- **Exercise requirements**
Below is a block of records; repeat each one exactly.

- **Data provided**
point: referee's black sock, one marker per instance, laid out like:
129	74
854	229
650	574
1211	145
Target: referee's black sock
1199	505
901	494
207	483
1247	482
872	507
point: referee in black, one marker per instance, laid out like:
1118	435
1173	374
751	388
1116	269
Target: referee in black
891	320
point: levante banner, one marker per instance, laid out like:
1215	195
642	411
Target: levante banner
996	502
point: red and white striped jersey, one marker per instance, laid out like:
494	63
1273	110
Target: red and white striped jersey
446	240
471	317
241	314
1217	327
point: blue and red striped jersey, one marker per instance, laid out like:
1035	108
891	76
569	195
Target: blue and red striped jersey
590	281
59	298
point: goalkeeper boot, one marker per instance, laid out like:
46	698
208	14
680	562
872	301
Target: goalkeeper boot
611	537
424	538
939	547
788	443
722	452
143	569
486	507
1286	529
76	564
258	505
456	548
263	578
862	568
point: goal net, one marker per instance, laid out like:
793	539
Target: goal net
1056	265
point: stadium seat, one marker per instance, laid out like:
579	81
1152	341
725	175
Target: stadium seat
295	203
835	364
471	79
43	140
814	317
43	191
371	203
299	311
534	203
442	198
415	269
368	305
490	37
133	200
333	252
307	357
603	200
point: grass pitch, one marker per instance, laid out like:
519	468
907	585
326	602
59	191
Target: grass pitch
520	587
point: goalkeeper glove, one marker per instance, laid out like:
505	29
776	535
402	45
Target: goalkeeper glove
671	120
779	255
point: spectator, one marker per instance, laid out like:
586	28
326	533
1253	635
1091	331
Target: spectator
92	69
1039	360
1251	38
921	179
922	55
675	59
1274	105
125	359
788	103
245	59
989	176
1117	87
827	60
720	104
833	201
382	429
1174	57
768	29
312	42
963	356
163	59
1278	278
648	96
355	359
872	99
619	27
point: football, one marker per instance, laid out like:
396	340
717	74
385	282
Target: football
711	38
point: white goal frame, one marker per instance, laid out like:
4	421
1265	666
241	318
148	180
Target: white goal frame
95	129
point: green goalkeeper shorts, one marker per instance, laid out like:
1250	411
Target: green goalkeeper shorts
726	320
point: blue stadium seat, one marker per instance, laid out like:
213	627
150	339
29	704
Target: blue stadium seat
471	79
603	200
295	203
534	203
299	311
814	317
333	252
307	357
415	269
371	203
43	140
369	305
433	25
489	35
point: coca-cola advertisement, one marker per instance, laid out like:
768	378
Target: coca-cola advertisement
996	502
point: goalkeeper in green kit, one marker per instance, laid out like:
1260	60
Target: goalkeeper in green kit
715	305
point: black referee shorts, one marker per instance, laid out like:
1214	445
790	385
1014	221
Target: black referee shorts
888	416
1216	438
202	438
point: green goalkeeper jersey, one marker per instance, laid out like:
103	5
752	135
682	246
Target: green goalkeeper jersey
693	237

- **Correct result**
point: referee's black sock, one marker per instance, laid out like:
129	74
854	229
650	574
1211	145
Target: referee's black sock
1199	505
901	494
207	483
1247	482
872	507
point: referee in black, one marker per instance, laid out like:
1118	435
1173	374
751	388
1116	269
Target: referee in black
891	320
point: levante banner, one marker per instance, laid out like:
1215	195
642	411
Target: levante banner
996	502
point: red and white striped jersey, one marker per instance, laid out like:
494	63
1273	110
Target: red and white striped jersey
446	240
471	317
241	314
1217	327
point: blue and red striped jersey, one marker per instance, laid out like:
1035	108
891	76
569	195
Target: blue and red striped jersey
590	281
59	298
point: goalkeeper boot, one marker per instance, laid out like:
46	698
208	14
680	562
872	301
Target: goalkeeper boot
611	537
424	538
939	547
788	443
722	452
143	569
486	507
1286	529
76	564
258	505
456	548
263	578
862	568
point: goal net, one marker per instance, laid out like:
793	539
Target: goal net
1056	265
point: stadium seat, one marker per instance, laid out like:
579	81
1152	341
725	175
Target: stadium seat
295	203
835	364
471	79
43	140
814	317
43	191
371	203
299	311
534	203
442	198
415	269
368	305
490	37
133	200
333	252
307	357
603	200
point: grass pitch, one marker per instance, laid out like:
519	468
907	585
326	602
59	191
Target: grass pitch
520	587
point: goalkeeper glove, one marker per instance, laid out like:
505	29
776	535
402	45
Target: goalkeeper glove
671	120
779	255
point: spectator, one marker per instance, laid out like:
586	28
326	533
1253	635
1091	331
Target: spectator
92	69
1039	360
1251	38
921	179
922	55
675	59
1274	105
125	359
788	103
245	59
989	176
1117	87
827	60
720	104
833	201
382	429
1174	57
768	29
312	42
963	356
163	59
1278	278
648	96
355	359
872	99
619	27
point: football, one marker per instance, laid out like:
396	340
717	74
385	282
Target: football
711	38
point: white goal frame, one marker per instance, laid out like:
4	421
1265	666
241	318
148	180
Target: white goal frame
95	129
point: green goalkeeper shorts, one marker per instance, laid out like:
1250	411
Target: green goalkeeper shorts
726	320
point: blue stadium seat, one marker per instance, laid out like:
213	627
150	339
29	704
Target: blue stadium seat
471	79
603	200
295	203
534	203
299	311
814	317
333	252
307	357
415	269
371	203
43	140
369	305
433	25
489	35
point: coca-cola advertisement, one marker per instance, laid out like:
768	378
Target: coca-cola advertisement
996	502
point: goalkeeper in green kit, one marker per instance, laid out like:
1260	60
Target: goalkeeper in green kit
715	305
point: black referee shorts, one marker per instance, laid out like:
1214	445
790	385
1014	221
Target: black referee shorts
888	416
1216	438
202	438
point: green goalkeeper jersey, one marker per instance, laid out like:
103	5
752	135
682	246
Target: green goalkeeper jersey
693	237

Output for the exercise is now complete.